'''
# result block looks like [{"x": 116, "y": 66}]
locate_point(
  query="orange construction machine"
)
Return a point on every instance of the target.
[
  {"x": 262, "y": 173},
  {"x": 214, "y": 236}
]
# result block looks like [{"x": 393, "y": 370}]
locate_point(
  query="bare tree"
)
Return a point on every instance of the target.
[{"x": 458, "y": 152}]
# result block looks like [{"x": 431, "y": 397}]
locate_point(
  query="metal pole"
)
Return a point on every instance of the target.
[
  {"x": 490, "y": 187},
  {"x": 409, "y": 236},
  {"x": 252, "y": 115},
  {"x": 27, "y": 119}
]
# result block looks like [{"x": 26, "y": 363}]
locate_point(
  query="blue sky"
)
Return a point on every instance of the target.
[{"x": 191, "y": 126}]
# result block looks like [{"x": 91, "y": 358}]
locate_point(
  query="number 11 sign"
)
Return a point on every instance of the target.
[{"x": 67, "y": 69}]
'''
## What you have to do
Recast all the records above as a Markdown table with the columns Row and Line. Number each row, put one line per row, and omit any blank lines.

## Task answer
| Row | Line |
|---|---|
| 1 | # result block looks like [{"x": 116, "y": 66}] |
| 2 | locate_point( |
| 3 |   query="orange construction machine" |
| 4 | ) |
| 5 | Return a point on every instance of the target. |
| 6 | [ |
| 7 |   {"x": 262, "y": 173}, |
| 8 |   {"x": 214, "y": 236} |
| 9 | ] |
| 10 | # result block looks like [{"x": 393, "y": 370}] |
| 11 | locate_point( |
| 12 |   query="bare tree" |
| 13 | ) |
| 14 | Return a point on every instance of the target. |
| 15 | [{"x": 458, "y": 152}] |
| 16 | # result block looks like [{"x": 431, "y": 397}] |
| 17 | locate_point( |
| 18 |   query="metal pole" |
| 19 | ) |
| 20 | Return a point on every instance of the target. |
| 21 | [ |
| 22 |   {"x": 490, "y": 187}, |
| 23 |   {"x": 409, "y": 236}, |
| 24 |   {"x": 252, "y": 115}, |
| 25 |   {"x": 27, "y": 119} |
| 26 | ] |
| 27 | # result block looks like [{"x": 26, "y": 363}] |
| 28 | locate_point( |
| 29 |   query="blue sky" |
| 30 | ) |
| 31 | Return a point on every instance of the target. |
| 32 | [{"x": 191, "y": 126}] |
| 33 | # result block looks like [{"x": 91, "y": 358}] |
| 34 | locate_point( |
| 35 |   query="number 11 sign" |
| 36 | ) |
| 37 | Return a point on every instance of the target. |
| 38 | [{"x": 67, "y": 69}] |